Repeat each entry word for word. Leave any images out of the copy.

==== Data shown ====

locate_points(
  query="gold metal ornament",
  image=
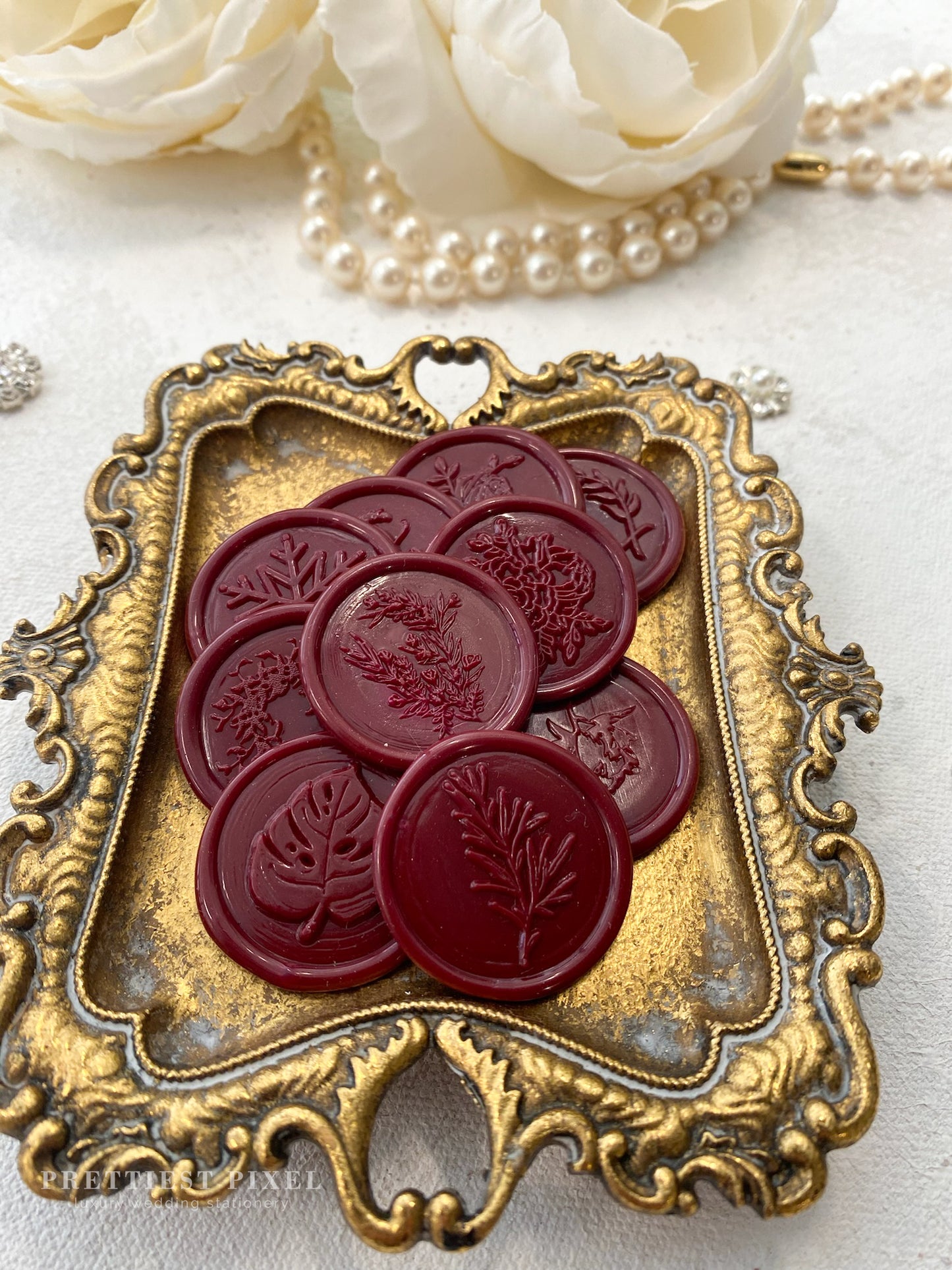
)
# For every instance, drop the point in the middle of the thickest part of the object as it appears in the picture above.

====

* Finished answer
locate_points(
  query="gold metal ornament",
  image=
)
# For every instance, drop the point in the middle of the thickest part of the object as it appears in the picture above.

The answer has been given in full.